[WORK REQUIRED]
Supply the number of lines in the listing below in which the word "mooring" occurs, and nothing else.

[SUPPLIED INFORMATION]
◇ ◇ ◇ ◇
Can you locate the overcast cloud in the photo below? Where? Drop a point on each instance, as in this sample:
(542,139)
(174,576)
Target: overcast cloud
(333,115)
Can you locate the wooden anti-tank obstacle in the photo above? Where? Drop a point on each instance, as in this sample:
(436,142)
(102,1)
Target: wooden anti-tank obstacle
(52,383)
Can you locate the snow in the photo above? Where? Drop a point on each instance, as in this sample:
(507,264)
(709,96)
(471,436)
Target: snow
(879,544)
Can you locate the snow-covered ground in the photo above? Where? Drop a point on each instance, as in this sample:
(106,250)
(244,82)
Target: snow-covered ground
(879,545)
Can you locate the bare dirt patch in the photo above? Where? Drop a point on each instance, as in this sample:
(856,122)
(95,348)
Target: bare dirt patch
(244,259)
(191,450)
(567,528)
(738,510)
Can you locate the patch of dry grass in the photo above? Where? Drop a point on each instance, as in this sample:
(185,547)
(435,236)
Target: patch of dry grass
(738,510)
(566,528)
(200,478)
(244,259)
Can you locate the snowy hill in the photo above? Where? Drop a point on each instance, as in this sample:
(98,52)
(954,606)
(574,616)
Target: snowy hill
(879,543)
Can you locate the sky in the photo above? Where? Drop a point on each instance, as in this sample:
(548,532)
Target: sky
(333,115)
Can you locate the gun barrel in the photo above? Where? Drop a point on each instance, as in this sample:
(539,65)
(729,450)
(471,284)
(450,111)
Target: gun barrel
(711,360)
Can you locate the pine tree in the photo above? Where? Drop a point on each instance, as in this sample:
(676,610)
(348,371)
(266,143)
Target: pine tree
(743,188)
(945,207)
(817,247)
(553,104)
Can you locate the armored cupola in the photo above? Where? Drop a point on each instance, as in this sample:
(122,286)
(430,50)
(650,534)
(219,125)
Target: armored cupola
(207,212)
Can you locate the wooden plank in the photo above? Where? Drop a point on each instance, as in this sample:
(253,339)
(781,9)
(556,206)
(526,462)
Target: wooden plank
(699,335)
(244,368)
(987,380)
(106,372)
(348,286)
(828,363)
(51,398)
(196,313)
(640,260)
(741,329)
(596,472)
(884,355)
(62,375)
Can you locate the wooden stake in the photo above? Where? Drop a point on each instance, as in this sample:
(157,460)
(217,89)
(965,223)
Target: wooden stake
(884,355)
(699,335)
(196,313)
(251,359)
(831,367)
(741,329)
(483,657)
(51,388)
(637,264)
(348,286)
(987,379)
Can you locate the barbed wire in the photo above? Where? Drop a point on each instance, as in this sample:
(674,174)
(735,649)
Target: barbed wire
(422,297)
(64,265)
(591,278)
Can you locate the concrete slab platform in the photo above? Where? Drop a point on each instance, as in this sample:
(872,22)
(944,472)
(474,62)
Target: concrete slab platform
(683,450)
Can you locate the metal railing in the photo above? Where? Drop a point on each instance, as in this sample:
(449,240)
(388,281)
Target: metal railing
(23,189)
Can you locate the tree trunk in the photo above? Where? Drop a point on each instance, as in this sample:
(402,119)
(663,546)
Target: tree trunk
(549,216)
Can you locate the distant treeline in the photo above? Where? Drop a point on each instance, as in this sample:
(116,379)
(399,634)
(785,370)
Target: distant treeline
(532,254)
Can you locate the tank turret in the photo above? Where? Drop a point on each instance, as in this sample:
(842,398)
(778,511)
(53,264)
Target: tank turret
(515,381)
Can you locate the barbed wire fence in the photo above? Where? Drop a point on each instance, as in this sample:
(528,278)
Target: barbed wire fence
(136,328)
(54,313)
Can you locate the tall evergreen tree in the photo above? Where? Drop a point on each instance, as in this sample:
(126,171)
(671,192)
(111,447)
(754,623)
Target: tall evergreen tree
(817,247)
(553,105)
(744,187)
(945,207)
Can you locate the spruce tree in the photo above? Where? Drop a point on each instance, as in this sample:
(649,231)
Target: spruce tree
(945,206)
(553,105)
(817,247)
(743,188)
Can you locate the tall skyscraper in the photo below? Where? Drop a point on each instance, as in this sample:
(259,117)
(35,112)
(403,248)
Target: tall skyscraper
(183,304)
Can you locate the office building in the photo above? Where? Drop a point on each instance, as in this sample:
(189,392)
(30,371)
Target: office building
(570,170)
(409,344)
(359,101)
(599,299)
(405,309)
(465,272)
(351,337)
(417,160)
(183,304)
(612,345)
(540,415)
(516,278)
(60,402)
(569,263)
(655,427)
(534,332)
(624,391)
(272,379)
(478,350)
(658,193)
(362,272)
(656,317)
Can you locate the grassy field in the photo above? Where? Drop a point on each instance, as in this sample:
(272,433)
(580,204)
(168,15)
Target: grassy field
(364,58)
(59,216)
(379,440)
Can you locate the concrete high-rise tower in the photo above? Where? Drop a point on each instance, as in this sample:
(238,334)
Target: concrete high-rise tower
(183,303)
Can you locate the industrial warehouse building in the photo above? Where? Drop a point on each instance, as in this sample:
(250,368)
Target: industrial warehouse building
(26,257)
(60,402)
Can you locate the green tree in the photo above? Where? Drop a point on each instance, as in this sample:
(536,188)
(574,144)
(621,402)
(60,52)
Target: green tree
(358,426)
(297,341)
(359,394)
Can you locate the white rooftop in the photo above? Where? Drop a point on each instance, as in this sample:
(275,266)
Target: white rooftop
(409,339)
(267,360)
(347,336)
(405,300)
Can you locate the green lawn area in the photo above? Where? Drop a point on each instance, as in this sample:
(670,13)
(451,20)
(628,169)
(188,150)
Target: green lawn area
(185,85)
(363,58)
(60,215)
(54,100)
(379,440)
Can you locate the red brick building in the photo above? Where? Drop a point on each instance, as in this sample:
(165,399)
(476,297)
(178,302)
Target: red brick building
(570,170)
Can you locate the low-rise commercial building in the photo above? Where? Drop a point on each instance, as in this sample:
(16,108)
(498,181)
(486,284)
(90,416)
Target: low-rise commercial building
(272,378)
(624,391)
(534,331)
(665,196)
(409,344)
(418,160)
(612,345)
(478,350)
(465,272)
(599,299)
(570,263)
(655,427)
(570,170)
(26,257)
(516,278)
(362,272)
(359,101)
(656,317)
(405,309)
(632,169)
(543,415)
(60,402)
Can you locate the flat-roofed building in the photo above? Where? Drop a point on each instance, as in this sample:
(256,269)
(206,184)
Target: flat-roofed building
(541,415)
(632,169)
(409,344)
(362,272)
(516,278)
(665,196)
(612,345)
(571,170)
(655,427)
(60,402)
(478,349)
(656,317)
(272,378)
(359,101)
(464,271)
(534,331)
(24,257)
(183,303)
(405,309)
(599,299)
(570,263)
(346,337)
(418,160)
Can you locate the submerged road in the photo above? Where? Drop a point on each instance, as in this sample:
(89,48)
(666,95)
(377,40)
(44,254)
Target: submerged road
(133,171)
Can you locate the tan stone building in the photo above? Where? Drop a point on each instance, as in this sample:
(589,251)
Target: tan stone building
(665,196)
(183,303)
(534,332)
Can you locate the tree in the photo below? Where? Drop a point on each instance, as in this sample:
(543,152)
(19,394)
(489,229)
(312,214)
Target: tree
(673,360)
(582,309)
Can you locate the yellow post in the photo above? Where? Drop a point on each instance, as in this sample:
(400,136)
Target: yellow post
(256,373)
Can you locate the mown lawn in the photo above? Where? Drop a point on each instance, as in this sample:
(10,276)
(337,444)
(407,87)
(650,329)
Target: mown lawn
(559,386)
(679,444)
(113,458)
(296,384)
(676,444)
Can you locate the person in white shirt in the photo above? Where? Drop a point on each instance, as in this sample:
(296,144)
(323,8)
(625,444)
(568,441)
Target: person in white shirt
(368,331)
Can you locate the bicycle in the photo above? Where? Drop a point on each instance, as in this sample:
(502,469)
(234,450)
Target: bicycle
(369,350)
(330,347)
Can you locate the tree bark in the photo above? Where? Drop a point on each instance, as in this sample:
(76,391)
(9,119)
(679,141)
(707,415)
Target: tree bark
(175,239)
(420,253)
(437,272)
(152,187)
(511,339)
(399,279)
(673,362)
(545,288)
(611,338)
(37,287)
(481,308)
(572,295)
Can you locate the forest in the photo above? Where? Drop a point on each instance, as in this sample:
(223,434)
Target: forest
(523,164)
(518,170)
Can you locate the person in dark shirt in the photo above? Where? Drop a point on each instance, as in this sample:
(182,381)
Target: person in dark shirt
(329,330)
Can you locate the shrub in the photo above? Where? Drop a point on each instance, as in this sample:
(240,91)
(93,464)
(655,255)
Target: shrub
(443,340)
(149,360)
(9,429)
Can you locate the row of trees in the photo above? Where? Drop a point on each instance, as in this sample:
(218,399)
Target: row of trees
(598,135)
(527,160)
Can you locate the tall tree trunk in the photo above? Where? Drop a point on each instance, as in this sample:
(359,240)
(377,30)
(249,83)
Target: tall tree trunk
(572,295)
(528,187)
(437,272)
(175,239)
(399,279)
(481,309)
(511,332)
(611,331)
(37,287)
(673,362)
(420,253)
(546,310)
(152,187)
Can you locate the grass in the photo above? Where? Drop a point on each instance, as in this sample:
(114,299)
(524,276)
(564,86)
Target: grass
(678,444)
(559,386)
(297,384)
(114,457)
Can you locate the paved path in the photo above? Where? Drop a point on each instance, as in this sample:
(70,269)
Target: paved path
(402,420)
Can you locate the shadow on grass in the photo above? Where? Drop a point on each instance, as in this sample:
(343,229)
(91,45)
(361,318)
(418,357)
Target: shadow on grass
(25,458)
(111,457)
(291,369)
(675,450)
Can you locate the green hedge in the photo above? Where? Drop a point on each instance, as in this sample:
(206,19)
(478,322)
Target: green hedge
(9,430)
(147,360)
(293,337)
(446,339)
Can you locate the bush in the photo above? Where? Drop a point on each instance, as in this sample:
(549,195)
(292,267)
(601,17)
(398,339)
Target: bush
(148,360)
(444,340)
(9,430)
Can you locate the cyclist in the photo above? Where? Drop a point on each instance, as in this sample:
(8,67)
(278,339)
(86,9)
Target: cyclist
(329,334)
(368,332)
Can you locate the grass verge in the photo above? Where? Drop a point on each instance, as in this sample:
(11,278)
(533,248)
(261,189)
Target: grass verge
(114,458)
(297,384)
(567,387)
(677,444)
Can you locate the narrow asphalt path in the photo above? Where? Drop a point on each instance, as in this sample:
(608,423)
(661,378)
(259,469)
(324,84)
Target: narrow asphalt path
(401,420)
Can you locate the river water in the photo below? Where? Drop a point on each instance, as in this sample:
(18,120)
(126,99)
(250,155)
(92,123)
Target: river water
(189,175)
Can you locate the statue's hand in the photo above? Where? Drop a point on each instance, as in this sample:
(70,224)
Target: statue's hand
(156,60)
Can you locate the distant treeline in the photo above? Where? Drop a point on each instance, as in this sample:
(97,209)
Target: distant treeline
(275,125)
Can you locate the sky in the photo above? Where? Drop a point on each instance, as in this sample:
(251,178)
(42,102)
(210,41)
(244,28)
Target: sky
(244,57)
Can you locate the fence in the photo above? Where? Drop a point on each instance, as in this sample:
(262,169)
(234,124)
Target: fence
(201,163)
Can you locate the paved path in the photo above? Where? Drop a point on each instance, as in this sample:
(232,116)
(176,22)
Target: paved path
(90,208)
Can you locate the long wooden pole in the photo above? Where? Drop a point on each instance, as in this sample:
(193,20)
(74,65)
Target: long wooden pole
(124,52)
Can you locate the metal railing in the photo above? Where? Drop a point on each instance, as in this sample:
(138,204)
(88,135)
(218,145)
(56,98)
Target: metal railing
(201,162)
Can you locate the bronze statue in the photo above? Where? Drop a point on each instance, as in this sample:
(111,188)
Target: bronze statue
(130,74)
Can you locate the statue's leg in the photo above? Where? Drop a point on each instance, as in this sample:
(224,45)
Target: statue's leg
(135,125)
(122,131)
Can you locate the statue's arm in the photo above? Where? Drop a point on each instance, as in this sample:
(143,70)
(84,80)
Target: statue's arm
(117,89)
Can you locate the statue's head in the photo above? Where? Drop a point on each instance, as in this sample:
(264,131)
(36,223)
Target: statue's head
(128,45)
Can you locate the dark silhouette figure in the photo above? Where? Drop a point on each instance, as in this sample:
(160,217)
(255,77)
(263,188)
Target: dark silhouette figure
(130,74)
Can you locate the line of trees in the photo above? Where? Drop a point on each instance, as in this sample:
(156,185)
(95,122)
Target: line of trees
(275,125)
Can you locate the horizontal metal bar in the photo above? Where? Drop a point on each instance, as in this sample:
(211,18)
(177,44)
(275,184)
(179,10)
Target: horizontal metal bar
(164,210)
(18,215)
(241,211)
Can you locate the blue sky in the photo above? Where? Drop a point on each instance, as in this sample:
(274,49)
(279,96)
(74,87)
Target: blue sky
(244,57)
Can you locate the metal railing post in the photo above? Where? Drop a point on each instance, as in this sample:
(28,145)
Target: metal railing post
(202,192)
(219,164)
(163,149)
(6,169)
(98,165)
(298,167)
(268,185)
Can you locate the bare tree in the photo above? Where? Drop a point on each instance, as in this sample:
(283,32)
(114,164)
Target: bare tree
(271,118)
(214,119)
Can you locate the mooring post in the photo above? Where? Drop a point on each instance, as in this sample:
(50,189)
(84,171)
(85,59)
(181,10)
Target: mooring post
◇ ◇ ◇ ◇
[RESULT FOR THIS TASK]
2